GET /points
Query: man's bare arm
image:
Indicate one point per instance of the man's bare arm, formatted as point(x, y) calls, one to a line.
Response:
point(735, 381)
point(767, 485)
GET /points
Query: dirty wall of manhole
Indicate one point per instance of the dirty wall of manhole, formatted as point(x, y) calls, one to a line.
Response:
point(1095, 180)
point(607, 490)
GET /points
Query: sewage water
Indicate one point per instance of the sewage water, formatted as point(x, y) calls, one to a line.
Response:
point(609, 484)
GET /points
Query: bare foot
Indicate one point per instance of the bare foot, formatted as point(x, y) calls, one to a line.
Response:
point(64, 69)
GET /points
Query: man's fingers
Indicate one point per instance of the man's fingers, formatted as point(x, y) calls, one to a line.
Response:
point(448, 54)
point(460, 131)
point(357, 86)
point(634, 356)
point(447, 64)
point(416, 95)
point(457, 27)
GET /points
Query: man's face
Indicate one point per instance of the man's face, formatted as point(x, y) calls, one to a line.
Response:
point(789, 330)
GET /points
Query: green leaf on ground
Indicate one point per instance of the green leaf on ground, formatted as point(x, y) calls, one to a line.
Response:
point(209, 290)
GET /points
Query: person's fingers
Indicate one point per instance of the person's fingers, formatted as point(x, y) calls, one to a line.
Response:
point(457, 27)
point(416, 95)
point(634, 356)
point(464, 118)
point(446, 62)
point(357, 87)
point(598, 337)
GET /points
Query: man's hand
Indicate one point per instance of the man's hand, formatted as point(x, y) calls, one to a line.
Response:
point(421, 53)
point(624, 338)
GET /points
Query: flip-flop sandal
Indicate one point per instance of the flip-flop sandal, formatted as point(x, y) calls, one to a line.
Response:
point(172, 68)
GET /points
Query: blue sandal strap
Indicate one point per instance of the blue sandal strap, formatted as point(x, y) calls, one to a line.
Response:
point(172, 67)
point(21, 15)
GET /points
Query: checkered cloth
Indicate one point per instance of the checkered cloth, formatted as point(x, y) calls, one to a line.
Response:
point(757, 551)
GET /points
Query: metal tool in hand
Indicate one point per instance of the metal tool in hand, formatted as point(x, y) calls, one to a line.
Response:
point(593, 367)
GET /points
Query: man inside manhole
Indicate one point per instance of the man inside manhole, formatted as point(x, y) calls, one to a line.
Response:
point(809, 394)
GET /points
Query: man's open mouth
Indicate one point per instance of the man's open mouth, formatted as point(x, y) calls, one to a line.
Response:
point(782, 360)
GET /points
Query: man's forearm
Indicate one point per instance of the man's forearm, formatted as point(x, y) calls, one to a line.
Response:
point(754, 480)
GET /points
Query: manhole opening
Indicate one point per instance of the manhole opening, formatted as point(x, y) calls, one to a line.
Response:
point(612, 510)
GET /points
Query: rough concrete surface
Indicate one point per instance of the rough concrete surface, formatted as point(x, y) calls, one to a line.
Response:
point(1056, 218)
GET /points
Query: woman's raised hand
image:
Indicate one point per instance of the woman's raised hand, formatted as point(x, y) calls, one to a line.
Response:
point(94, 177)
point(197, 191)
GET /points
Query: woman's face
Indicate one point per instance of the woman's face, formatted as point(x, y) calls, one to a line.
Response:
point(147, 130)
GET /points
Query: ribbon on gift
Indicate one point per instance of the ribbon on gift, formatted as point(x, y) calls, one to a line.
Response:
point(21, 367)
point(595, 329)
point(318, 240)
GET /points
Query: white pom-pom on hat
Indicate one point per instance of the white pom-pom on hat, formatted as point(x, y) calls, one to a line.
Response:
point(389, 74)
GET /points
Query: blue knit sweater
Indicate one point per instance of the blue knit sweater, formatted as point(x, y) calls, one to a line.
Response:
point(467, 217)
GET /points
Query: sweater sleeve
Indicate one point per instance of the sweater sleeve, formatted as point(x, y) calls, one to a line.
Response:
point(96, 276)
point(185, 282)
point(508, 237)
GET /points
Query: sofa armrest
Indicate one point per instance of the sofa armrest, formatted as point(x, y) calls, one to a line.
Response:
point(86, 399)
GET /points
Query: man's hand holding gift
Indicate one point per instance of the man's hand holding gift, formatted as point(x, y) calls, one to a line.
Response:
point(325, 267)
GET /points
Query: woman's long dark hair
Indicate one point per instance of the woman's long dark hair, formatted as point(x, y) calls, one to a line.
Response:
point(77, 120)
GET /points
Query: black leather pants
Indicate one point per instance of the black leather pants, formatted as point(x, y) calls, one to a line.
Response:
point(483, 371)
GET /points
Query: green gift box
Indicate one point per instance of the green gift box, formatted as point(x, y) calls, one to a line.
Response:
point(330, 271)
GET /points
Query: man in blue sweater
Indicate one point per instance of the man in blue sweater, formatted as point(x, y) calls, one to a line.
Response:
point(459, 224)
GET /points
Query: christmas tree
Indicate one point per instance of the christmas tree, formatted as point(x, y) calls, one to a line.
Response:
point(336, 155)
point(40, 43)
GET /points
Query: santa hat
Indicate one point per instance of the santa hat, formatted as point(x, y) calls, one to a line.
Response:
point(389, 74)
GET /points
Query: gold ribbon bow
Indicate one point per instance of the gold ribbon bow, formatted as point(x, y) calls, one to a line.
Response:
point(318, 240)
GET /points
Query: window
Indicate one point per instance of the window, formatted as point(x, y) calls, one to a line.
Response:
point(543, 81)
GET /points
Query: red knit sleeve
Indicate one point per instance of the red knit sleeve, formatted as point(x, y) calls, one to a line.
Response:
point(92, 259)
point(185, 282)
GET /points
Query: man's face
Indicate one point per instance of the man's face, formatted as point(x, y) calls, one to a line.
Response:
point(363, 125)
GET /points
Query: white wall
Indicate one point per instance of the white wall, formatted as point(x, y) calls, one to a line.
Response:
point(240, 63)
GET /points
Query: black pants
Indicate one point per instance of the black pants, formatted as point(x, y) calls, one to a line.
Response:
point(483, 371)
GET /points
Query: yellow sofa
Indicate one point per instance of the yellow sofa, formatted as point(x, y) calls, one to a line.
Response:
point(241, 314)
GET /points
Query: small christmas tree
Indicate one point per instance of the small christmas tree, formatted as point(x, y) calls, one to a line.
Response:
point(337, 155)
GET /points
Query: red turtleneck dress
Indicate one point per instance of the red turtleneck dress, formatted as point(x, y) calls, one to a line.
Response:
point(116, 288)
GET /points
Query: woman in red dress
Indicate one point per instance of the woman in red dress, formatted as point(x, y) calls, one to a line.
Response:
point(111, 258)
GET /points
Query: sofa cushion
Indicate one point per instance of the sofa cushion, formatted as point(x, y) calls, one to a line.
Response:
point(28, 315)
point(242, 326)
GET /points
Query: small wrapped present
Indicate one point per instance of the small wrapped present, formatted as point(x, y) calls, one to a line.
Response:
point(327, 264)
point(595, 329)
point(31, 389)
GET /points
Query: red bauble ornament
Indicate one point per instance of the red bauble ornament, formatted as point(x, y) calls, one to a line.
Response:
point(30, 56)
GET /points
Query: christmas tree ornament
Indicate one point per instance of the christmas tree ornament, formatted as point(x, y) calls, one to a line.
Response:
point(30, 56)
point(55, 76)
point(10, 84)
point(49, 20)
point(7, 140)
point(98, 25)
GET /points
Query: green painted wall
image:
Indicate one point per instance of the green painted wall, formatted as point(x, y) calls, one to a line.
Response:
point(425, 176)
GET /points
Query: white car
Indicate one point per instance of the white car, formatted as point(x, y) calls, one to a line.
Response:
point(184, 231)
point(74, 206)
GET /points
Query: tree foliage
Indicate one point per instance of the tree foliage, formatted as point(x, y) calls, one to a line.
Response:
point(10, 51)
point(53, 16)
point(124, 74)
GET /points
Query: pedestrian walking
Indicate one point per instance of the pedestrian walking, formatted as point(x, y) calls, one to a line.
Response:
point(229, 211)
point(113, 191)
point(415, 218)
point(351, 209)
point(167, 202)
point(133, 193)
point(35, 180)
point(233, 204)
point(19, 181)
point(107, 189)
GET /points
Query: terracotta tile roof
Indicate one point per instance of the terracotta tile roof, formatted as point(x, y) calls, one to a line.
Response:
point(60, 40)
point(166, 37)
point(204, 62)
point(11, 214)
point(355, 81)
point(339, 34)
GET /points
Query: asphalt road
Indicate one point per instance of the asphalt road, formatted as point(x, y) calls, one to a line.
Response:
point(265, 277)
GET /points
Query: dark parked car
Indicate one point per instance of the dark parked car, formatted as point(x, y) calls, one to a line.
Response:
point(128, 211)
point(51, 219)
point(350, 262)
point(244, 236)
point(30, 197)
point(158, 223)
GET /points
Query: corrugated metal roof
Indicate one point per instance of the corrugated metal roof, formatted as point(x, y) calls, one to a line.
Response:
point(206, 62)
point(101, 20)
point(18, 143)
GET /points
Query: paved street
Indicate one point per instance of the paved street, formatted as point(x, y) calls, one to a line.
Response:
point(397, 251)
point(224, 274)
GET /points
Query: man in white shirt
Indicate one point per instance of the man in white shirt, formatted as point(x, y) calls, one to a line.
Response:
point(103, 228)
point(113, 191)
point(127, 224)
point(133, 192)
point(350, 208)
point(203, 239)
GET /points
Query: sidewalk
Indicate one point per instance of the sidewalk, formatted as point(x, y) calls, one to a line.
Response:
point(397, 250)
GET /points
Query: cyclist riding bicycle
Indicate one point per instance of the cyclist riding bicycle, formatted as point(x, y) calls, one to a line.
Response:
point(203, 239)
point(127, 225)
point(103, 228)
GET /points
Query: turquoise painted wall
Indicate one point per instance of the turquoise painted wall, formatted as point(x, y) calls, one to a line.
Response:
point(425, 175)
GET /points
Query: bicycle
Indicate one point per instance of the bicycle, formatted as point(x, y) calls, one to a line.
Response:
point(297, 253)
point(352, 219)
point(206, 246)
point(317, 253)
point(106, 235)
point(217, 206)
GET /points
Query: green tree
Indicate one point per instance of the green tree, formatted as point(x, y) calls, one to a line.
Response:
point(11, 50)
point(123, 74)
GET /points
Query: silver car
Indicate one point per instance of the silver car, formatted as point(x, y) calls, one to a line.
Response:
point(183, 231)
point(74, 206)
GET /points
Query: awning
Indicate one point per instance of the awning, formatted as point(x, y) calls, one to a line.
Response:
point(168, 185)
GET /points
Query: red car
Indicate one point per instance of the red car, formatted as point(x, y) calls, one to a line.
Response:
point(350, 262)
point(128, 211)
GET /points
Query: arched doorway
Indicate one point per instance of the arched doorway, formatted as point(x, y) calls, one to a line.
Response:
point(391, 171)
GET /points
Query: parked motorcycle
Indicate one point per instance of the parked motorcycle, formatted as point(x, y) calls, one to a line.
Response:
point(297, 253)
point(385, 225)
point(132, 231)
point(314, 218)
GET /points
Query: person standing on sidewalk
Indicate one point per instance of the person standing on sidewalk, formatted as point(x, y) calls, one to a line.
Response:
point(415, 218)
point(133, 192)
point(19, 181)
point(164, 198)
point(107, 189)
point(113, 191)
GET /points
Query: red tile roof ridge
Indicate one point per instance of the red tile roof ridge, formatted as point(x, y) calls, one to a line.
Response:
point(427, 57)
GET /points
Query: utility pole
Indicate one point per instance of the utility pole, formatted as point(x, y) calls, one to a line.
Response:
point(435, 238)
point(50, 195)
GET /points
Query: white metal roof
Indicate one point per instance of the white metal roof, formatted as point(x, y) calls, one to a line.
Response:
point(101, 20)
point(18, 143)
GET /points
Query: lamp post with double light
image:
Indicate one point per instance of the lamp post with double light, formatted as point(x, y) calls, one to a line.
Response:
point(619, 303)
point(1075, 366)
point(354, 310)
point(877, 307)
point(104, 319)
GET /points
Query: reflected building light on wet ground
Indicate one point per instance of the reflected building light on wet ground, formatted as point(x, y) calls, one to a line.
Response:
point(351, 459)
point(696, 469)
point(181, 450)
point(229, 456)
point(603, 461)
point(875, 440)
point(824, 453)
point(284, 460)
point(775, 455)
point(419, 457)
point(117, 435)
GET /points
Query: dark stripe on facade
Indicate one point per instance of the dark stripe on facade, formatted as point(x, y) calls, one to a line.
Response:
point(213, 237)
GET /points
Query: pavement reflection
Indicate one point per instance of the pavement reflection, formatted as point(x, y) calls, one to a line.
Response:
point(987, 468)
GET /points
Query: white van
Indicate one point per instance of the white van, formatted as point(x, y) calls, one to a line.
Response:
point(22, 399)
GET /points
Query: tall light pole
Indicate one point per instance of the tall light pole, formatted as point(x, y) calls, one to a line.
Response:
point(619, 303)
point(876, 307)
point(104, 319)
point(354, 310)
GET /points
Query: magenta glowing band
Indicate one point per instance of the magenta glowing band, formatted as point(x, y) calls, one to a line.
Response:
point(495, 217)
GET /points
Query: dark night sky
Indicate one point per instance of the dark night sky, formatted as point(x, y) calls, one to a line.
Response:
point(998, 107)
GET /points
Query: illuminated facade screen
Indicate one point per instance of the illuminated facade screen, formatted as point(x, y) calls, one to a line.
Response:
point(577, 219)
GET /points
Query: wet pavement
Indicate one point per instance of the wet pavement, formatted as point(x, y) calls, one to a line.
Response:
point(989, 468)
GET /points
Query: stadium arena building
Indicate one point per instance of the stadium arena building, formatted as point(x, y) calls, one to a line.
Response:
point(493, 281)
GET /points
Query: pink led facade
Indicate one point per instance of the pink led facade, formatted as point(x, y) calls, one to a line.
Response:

## Aim of the exercise
Extract from the listing above the lines between the line containing "Indicate one point per instance of the yellow" and the line containing "Indicate one point per instance of the pedestrian", keeping both of those lines. Output nothing else.

## Written response
Indicate one point per instance of the yellow sofa, formatted as point(x, y) calls, one to a line.
Response:
point(241, 314)
GET /points
Query: small christmas tree
Indicate one point per instance of the small christmas tree, formatted as point(x, y) calls, one to a line.
Response:
point(337, 155)
GET /points
Query: red turtleneck dress
Indicate one point per instance of the red turtleneck dress, formatted as point(x, y) calls, one to a line.
Response:
point(116, 288)
GET /points
Query: woman in red dress
Indicate one point per instance of the woman in red dress, formatted as point(x, y) calls, one to a line.
Response:
point(111, 258)
GET /points
Query: sofa cushion
Indicate one point per instance of the sofa cushion, formatted as point(x, y) calls, one to a line.
Response:
point(28, 315)
point(242, 326)
GET /points
Query: small wrapped present
Indicate one point per instance of the small wrapped present, formatted as point(x, y) calls, one to a line.
Response:
point(327, 264)
point(595, 329)
point(31, 389)
GET /points
Query: red bauble ornament
Indicate one point per instance of the red bauble ornament, formatted as point(x, y) calls, one to a line.
Response:
point(30, 56)
GET /points
Query: christmas tree ornament
Indicate one point per instance of the christmas tree ornament, formatted as point(x, y) calls, one to a line.
Response:
point(30, 56)
point(55, 76)
point(10, 84)
point(49, 20)
point(7, 140)
point(98, 25)
GET /points
Query: green painted wall
image:
Indicate one point per instance of the green painted wall, formatted as point(x, y) calls, one to a line.
Response:
point(425, 176)
GET /points
Query: white car
Indicate one point per instance of the white car, formatted as point(x, y) calls, one to a line.
Response:
point(184, 231)
point(74, 206)
GET /points
Query: tree foliage
Indicate one point per instance of the tree foliage, formatted as point(x, y) calls, one to a line.
Response:
point(10, 51)
point(53, 16)
point(124, 74)
GET /points
Query: pedestrian walking
Indicate one point per instance of the pedestrian walking, formatted as point(x, y) calls, one to a line.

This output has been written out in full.